Natural-language object grounding data:
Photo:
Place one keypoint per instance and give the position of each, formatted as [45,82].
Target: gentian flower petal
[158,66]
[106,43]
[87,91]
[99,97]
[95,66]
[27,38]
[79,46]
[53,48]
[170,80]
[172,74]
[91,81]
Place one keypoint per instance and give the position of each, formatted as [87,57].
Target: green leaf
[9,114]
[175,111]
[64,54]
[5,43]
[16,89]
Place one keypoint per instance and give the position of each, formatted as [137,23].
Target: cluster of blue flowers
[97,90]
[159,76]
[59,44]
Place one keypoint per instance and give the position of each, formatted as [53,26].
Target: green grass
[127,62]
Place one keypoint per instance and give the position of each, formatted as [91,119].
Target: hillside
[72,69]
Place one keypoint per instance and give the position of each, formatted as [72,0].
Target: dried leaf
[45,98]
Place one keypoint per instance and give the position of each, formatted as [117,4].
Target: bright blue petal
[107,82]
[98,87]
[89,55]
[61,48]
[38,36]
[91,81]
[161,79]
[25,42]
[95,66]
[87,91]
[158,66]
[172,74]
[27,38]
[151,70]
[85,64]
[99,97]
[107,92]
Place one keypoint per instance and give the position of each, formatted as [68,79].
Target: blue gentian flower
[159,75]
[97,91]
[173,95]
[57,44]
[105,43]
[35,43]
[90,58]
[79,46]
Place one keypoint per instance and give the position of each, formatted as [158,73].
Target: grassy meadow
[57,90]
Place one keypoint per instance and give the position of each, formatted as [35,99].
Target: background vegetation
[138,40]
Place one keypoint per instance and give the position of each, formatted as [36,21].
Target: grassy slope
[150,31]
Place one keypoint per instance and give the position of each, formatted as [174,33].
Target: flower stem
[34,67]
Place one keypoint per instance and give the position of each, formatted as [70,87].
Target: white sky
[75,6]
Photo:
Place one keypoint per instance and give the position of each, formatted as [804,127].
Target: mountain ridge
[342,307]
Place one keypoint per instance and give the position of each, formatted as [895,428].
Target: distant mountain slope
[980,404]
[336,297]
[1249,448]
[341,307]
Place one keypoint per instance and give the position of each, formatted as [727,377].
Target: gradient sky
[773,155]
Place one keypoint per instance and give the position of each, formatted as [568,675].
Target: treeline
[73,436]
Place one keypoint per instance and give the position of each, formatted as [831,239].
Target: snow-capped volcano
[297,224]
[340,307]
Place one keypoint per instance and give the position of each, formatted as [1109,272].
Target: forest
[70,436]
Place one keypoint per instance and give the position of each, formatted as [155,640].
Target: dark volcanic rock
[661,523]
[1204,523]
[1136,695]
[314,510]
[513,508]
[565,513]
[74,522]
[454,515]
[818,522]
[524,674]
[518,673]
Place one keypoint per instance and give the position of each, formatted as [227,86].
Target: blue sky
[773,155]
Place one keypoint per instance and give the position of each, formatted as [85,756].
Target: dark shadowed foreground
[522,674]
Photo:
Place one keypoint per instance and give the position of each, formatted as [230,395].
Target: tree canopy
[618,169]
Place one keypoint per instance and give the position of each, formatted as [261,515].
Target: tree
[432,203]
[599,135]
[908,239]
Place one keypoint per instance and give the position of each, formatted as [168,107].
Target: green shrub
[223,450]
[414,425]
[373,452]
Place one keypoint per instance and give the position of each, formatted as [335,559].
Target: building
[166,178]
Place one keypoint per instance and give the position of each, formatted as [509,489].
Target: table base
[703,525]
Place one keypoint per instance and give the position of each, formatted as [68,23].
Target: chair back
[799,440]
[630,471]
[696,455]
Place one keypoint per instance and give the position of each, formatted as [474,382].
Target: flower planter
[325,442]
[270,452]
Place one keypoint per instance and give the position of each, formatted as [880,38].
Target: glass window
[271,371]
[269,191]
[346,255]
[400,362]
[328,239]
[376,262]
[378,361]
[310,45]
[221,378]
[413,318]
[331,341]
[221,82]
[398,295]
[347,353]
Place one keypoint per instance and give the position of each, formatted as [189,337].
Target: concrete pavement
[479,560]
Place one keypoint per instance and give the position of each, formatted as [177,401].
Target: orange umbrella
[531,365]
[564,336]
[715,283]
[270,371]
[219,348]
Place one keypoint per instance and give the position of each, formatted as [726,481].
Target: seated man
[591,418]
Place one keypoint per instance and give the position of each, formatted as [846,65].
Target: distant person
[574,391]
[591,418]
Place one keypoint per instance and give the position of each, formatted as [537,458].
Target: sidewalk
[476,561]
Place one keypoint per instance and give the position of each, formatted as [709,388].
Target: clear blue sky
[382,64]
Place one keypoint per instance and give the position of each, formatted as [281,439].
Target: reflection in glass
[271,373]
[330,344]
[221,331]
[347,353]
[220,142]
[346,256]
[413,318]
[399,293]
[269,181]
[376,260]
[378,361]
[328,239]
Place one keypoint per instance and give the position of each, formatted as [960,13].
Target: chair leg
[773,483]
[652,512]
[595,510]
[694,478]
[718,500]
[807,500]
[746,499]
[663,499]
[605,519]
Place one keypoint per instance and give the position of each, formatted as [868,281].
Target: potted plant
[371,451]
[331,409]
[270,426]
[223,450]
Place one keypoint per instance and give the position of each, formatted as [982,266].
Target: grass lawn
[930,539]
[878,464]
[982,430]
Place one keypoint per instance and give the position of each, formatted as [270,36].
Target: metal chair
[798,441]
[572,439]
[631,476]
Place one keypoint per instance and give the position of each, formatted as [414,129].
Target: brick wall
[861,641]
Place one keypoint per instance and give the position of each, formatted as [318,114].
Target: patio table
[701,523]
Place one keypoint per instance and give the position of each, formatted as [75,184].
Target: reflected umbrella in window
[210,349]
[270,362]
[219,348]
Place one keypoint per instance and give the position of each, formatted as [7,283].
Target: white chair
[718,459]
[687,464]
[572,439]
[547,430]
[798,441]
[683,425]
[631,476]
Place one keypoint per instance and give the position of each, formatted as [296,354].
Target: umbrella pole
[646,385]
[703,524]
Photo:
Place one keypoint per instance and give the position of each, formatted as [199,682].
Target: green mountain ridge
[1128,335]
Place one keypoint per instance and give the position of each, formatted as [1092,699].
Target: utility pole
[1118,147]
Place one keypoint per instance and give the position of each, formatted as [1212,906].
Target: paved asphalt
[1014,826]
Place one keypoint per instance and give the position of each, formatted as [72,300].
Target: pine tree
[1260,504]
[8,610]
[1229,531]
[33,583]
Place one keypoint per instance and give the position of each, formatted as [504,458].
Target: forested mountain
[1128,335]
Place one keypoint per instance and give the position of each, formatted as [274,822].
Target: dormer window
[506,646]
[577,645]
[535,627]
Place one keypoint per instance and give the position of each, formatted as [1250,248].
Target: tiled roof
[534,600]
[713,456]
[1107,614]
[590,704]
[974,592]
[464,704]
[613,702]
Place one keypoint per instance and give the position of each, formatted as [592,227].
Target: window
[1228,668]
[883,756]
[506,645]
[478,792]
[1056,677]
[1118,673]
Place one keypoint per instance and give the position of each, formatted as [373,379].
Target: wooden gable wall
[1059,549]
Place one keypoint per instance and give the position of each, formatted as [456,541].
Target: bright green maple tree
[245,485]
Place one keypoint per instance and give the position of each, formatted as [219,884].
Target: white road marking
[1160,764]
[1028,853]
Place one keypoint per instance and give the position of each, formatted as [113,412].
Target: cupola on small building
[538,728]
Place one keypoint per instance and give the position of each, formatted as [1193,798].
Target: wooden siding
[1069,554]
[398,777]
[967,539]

### What is expected
Copy out the entries. Change nothing.

### Response to the task
Photo:
Place one keypoint per instance and give the position of each, formatted as [45,82].
Target: gentian flower petal
[158,66]
[106,43]
[87,91]
[99,97]
[95,66]
[27,38]
[79,46]
[53,48]
[170,80]
[172,74]
[91,81]
Place one keypoint per instance and give the position of each, formatted as [87,57].
Target: green leaf
[9,114]
[175,111]
[64,54]
[5,43]
[16,89]
Place one keypoint per instance and give the position of each, formatted as [137,23].
Target: cluster of blue flowers
[97,90]
[159,76]
[59,44]
Place one keypoint per instance and give the position of each, formatted as [53,26].
Target: green grass
[127,62]
Place one keypoint per instance and give the position of each, formatted as [91,119].
Target: hillside
[72,69]
Place one keypoint per instance and give the position of each, formatted as [72,0].
Target: dried leaf
[45,98]
Place one keypoint per instance and give the position of each, formatted as [117,4].
Target: bright blue petal
[107,82]
[98,87]
[89,55]
[61,48]
[38,36]
[91,81]
[161,79]
[25,42]
[95,66]
[87,91]
[158,66]
[172,74]
[27,38]
[151,70]
[85,64]
[99,97]
[107,92]
Place one keypoint per instance and give the position of each, formatted as [68,79].
Target: blue gentian flower
[159,75]
[97,91]
[173,95]
[57,44]
[105,43]
[35,43]
[90,58]
[79,46]
Place one keypoint per instance and give the position of each, formatted as [158,73].
Target: grassy meadow
[57,90]
Place one keypoint per instance and give the position of each, formatted as [35,99].
Target: background vegetation
[138,40]
Place one keypoint per instance and give the position of each, formatted as [36,21].
Target: grassy slope
[150,31]
Place one keypoint per instance and give the position of each, formatted as [174,33].
Target: flower stem
[34,67]
Place one keypoint per instance and give the position of each, formatted as [70,87].
Target: white sky
[75,6]
Photo:
Place one keypoint per instance and give the position of each, formatted as [804,127].
Target: mountain ridge
[342,307]
Place one keypoint per instance and give the position of each, formatted as [895,428].
Target: distant mountain slope
[980,404]
[336,297]
[1249,448]
[341,307]
Place one keypoint per instance and give the position of each, formatted as [727,377].
Target: gradient sky
[773,155]
Place one keypoint per instance and give the position of each, formatted as [568,675].
Target: treeline
[73,436]
Place one keypoint per instance and give the position of each, formatted as [831,239].
Target: snow-capped volcano
[297,224]
[340,307]
Place one keypoint per instance and give the position of each, formatted as [1109,272].
Target: forest
[70,436]
Place one keypoint per instance and give the position of each, formatted as [155,640].
Target: dark volcanic rock
[661,523]
[1204,523]
[1136,695]
[314,510]
[513,508]
[565,513]
[74,522]
[454,515]
[818,522]
[524,674]
[518,673]
Place one keypoint per instance and give the position of each, formatted as [227,86].
Target: blue sky
[773,155]
Place one keypoint per instance and give the position of each, formatted as [85,756].
Target: dark shadowed foreground
[522,674]
Photo:
Place one keypoint per instance and give the position of each, formatted as [230,395].
Target: tree canopy
[618,169]
Place one keypoint per instance and give the position of each, formatted as [261,515].
Target: tree
[432,203]
[599,135]
[908,239]
Place one keypoint per instance and give the position of each, formatted as [168,107].
Target: green shrub
[223,450]
[414,425]
[373,452]
Place one keypoint per instance and give the position of each, formatted as [335,559].
Target: building
[166,178]
Place one keypoint per instance and give the position of each, formatted as [509,489].
Target: table base
[703,525]
Place one keypoint per instance and give the position of each, formatted as [68,23].
Target: chair back
[799,440]
[630,471]
[696,455]
Place one keypoint per instance and give the position of each, formatted as [474,382].
Target: flower planter
[325,442]
[270,452]
Place one keypoint per instance and give the position of each, formatted as [880,38].
Target: glass window
[271,371]
[269,191]
[346,255]
[400,362]
[328,239]
[376,262]
[378,361]
[310,45]
[221,378]
[413,318]
[331,341]
[221,82]
[398,295]
[347,353]
Place one keypoint per instance and give the position of each, formatted as [189,337].
Target: concrete pavement
[479,560]
Place one keypoint per instance and give the position of each, formatted as [177,401].
Target: orange umbrella
[531,365]
[564,336]
[715,283]
[270,371]
[219,348]
Place one keypoint per instance and give the position of each, formatted as [726,481].
Target: seated man
[591,418]
Place one keypoint per instance and give the position of each, formatted as [846,65].
Target: distant person
[574,391]
[591,418]
Place one keypoint per instance and give the position of each, formatted as [537,458].
Target: sidewalk
[476,561]
Place one keypoint per instance and give the position of each, formatted as [709,388].
Target: clear blue sky
[382,64]
Place one keypoint per instance and give the position of each, formatted as [281,439].
Target: reflection in glass
[271,373]
[330,344]
[221,331]
[347,353]
[220,142]
[346,256]
[413,318]
[399,293]
[269,181]
[376,260]
[378,361]
[328,239]
Place one keypoint per instance and give the position of each, formatted as [960,13].
Target: chair leg
[773,483]
[652,512]
[595,510]
[694,478]
[718,500]
[807,500]
[746,499]
[663,499]
[605,519]
Place one keypoint per instance and give the position of each, formatted as [868,281].
Target: potted plant
[371,451]
[331,409]
[270,426]
[223,450]
Place one keypoint per instance and give the position of each, formatted as [982,266].
Target: grass lawn
[930,539]
[878,464]
[982,430]
Place one keypoint per instance and give the position of each, formatted as [270,36].
Target: metal chair
[798,441]
[572,439]
[631,476]
Place one keypoint per instance and give the position of each, formatted as [414,129].
Target: brick wall
[861,641]
Place one keypoint per instance and give the position of each, formatted as [318,114].
Target: patio table
[701,523]
Place one keypoint per instance and give the position of each, formatted as [75,184].
Target: reflected umbrella in window
[210,349]
[270,362]
[219,348]
Place one keypoint per instance and give the position of each, formatted as [7,283].
Target: white chair
[718,459]
[687,464]
[572,439]
[547,430]
[798,441]
[683,425]
[631,476]
Place one keypoint per instance and give the position of each, formatted as [296,354].
Target: umbrella pole
[646,385]
[703,524]
Photo:
Place one keypoint per instance and give the position of each, formatted as [199,682].
Target: green mountain ridge
[1128,335]
Place one keypoint per instance and give the position of each, formatted as [1092,699].
Target: utility pole
[1118,147]
Place one keypoint per instance and give the position of each, formatted as [1212,906].
Target: paved asphalt
[1014,826]
Place one keypoint per instance and give the position of each, formatted as [72,300].
Target: pine tree
[1260,504]
[8,610]
[1229,531]
[33,583]
Place one keypoint per instance and give the position of each, formatted as [504,458].
Target: forested mountain
[1128,335]
Place one keypoint per instance and give the position of each, formatted as [274,822].
Target: dormer window
[506,646]
[577,645]
[535,627]
Place one keypoint per instance and give the position of each, formatted as [1250,248].
Target: tiled roof
[534,600]
[713,456]
[1107,614]
[590,704]
[974,592]
[464,704]
[613,702]
Place one keypoint per instance and give the position of each, formatted as [592,227].
Target: window
[1228,668]
[883,756]
[506,645]
[478,792]
[1056,677]
[1118,673]
Place one keypoint per instance and give the position of each, formatted as [373,379].
Target: wooden gable wall
[1059,549]
Place one keypoint per instance and give the position of each, formatted as [456,541].
Target: bright green maple tree
[245,485]
Place one keypoint per instance and give the position of each, formatted as [219,884].
Target: white road marking
[1160,764]
[1028,853]
Place one keypoint per instance and give the position of each, formatted as [113,412].
Target: cupola on small building
[538,728]
Place one keypoint per instance and give the position of each, formatted as [1193,798].
Target: wooden siding
[1069,554]
[398,777]
[967,539]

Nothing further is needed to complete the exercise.